| Your instructions |
Retype the passage from the Medicare op-ed word for word, starting with "So, what happens" and going on through "future Medicare outlays.".

| Source extract |

Medicare Won’t Go Broke!

This week we heard, again, that the Medicare trust fund will be insolvent in 2024, 5 years earlier than previous thought. That brought the usual response of scare tactics from Repugnuts. No more Medicare unless we totally overhaul the popular program. Of course, repugnuts believe only privatization of Medicare will work. Let’s calm down and take a deep breath and review how government trust funds work.

Federal trust funds are totally different from the private trust funds that most of us are familiar with. Federal trust funds are owned by the federal government and the feds can do whatever they want with any money deposited in them.

For example, the feds routinely “borrow” billions of dollars from the social security and Medicare trust funds. They write an IOU for these withdrawals, but that means little because they don’t have any intention in repaying these loans. Let’s face it, they’re just using F.I.C.A. and Medicare taxes as income taxes.

So, what happens when the Medicare trust fund balance reaches zero, or becomes negative? Absolutely nothing. Current tax receipts, proprietary receipts, and borrowing from the public (deficit spending) pay for current Medicare program outlays. Future benefit payments must be paid for with future collections and borrowing: the government does not squirrel away real economic assets to pay for future Medicare outlays.

By law the federal government must make good on its obligations to beneficiaries. The trust fund balances are irrelevant, both financially and legally.

Increasing healthcare costs will have to be funded either by increasing taxes, decreasing benefits, or increasing borrowing (deficit spending).

Don’t be swayed by the fear mongers in Congress. Let’s work hard to strengthen Medicare by not wasting money on unnecessary costs. This is the only way to ensure that Medicare will be around for our children and grandchildren.

| Data below |

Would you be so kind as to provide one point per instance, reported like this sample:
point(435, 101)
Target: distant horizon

| Task result |
So, what happens when the Medicare trust fund balance reaches zero, or becomes negative? Absolutely nothing. Current tax receipts, proprietary receipts, and borrowing from the public (deficit spending) pay for current Medicare program outlays. Future benefit payments must be paid for with future collections and borrowing: the government does not squirrel away real economic assets to pay for future Medicare outlays.